| TO DO |
Where does the string "garage" appear in the records? Copy every line that contains it.

| DATA RECORDS |
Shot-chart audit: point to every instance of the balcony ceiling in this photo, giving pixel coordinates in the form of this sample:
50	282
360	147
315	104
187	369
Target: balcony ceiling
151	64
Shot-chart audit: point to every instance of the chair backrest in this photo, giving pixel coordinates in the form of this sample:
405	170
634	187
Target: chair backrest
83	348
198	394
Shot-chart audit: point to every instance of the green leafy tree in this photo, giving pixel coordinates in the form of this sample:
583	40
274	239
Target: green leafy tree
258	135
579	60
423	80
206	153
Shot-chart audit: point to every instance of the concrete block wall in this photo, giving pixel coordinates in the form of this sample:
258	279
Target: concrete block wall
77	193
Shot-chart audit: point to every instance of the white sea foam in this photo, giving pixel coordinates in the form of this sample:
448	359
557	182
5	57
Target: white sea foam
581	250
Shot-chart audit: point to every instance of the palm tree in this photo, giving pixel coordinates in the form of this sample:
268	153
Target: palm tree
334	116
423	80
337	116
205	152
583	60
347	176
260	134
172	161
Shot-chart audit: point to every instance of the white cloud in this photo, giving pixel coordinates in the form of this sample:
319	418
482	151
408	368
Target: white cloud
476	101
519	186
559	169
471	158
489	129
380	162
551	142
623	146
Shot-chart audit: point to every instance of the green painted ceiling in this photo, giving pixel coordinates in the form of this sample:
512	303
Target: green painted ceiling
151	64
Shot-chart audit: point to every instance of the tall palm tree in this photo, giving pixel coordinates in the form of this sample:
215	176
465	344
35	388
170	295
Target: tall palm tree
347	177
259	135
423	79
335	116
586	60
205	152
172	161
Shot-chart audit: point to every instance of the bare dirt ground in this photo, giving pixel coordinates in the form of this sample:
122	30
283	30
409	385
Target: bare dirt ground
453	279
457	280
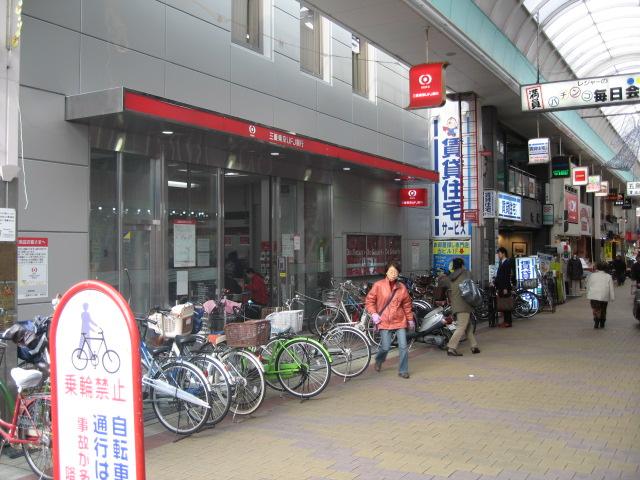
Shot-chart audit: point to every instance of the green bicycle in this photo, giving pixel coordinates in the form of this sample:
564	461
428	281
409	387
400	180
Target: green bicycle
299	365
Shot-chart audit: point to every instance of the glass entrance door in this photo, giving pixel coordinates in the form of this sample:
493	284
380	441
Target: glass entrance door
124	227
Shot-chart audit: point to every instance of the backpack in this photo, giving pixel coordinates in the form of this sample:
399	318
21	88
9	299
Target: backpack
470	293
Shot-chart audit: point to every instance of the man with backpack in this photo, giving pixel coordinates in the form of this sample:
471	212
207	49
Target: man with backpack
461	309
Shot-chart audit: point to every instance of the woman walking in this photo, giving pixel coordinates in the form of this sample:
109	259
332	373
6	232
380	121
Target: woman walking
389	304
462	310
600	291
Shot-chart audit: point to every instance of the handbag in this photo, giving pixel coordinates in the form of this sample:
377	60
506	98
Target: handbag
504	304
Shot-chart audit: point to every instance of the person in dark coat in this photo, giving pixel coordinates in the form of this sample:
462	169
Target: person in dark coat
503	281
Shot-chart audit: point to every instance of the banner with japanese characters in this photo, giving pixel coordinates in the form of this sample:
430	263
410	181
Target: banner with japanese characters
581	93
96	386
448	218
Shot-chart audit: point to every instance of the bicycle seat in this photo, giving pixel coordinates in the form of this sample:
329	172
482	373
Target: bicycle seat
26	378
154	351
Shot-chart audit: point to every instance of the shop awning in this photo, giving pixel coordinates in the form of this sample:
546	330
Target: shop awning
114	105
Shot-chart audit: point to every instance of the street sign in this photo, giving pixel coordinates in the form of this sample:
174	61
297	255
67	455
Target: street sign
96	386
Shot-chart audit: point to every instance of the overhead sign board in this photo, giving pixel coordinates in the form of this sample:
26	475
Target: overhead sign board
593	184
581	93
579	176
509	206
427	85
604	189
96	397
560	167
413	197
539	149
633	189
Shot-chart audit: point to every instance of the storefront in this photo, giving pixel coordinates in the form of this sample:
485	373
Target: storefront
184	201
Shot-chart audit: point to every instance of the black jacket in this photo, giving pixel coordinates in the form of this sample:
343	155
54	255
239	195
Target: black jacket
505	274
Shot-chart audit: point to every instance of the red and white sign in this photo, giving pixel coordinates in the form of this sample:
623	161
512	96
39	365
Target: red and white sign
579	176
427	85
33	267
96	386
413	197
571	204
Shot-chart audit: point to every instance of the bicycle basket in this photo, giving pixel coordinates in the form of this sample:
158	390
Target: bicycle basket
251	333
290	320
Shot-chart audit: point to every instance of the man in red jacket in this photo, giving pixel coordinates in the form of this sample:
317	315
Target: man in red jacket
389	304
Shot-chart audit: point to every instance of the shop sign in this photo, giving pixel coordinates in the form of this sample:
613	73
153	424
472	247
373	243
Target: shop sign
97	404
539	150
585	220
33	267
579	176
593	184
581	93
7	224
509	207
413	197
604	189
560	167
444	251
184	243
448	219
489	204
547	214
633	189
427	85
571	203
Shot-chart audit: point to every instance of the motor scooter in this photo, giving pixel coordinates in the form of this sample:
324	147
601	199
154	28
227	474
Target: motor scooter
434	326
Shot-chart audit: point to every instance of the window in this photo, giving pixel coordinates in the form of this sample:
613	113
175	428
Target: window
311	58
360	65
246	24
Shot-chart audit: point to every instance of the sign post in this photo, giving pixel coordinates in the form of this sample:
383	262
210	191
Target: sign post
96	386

...

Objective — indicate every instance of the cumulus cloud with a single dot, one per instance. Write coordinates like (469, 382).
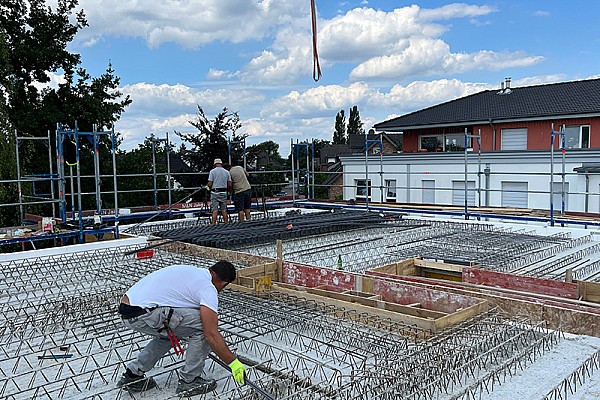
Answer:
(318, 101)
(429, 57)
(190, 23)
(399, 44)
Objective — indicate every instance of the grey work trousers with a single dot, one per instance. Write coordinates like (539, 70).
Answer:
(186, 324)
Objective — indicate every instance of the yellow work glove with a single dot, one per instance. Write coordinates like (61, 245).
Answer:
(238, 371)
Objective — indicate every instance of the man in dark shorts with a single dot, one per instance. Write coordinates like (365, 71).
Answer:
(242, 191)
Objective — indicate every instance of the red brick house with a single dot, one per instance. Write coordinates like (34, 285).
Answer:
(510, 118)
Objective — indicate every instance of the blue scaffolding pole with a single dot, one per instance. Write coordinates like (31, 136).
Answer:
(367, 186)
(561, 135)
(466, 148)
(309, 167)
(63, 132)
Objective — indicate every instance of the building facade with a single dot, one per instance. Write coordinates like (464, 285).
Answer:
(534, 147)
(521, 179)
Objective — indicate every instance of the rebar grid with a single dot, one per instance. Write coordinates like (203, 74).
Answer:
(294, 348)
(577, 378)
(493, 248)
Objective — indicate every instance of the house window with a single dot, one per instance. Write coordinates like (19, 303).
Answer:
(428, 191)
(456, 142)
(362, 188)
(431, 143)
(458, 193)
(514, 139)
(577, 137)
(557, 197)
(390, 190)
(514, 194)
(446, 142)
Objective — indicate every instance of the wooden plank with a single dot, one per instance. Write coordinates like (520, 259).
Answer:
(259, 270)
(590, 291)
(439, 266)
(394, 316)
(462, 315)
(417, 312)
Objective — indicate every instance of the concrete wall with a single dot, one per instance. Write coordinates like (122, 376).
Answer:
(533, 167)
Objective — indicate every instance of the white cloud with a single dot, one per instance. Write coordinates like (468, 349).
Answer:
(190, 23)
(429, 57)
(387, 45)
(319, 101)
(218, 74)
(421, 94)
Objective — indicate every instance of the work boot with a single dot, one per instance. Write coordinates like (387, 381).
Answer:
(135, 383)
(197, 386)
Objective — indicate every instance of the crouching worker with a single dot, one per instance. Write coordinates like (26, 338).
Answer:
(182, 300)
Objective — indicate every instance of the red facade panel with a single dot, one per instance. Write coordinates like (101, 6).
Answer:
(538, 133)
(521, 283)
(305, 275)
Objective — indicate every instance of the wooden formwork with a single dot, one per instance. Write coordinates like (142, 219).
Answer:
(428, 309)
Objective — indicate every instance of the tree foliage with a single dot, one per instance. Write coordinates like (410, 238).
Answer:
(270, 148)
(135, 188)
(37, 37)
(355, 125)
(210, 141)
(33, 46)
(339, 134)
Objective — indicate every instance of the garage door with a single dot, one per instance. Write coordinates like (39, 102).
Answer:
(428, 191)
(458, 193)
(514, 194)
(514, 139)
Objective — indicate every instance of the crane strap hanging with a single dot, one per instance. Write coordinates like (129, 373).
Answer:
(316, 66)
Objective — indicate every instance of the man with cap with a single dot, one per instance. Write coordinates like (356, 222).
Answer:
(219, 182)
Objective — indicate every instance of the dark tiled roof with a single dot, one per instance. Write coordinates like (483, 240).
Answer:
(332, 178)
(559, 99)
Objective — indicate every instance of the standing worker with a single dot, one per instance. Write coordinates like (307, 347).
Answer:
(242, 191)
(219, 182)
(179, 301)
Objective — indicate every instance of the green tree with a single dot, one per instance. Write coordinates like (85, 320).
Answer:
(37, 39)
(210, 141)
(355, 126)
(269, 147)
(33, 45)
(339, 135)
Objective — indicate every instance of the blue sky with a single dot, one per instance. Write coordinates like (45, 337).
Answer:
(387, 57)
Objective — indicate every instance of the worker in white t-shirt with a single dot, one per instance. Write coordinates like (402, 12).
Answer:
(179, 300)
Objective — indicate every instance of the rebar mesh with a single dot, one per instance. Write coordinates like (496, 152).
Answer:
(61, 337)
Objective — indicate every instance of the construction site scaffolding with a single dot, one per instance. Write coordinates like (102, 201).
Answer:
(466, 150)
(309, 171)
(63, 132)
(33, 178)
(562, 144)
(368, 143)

* * *

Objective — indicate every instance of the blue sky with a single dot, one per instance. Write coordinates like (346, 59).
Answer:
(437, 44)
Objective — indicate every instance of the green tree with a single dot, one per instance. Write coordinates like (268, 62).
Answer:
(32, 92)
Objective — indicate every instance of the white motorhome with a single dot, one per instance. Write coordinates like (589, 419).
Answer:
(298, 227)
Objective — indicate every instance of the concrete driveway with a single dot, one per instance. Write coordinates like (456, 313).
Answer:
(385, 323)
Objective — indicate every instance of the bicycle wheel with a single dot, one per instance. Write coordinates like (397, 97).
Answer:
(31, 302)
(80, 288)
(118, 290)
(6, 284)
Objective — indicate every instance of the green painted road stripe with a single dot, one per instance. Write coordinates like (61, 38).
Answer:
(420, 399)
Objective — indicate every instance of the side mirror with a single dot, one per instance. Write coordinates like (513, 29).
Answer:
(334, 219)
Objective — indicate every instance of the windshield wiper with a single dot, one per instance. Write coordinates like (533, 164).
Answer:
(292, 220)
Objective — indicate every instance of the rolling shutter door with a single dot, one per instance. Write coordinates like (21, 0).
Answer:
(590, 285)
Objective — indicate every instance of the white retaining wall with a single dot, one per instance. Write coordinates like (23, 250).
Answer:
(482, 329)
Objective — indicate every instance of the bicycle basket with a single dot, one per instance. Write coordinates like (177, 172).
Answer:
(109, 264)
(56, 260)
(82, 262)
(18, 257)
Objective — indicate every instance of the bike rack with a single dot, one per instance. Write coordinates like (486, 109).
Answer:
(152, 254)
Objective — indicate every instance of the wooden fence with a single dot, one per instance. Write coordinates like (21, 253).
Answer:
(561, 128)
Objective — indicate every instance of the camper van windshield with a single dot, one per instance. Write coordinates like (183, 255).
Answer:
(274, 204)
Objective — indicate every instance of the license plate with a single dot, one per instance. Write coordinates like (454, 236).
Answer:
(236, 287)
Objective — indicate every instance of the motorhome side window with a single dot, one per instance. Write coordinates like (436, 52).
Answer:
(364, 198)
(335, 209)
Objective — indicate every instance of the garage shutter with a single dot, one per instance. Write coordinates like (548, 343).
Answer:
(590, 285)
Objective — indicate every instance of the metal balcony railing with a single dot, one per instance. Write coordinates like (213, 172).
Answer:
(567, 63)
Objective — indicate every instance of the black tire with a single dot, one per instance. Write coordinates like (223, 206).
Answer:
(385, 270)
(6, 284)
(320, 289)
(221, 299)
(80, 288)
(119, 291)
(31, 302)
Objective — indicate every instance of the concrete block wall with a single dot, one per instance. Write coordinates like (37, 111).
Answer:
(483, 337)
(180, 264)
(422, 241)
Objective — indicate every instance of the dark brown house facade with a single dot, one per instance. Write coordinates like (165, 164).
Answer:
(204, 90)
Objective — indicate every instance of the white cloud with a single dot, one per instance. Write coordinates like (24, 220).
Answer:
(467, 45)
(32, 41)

| RESULT OF THE TASK |
Objective — indicate every instance of the garage door with a single dot, one per instance. Write coordinates like (39, 102).
Objective — indicate every instance of the garage shutter with a single dot, one per instance. Write coordinates like (548, 343).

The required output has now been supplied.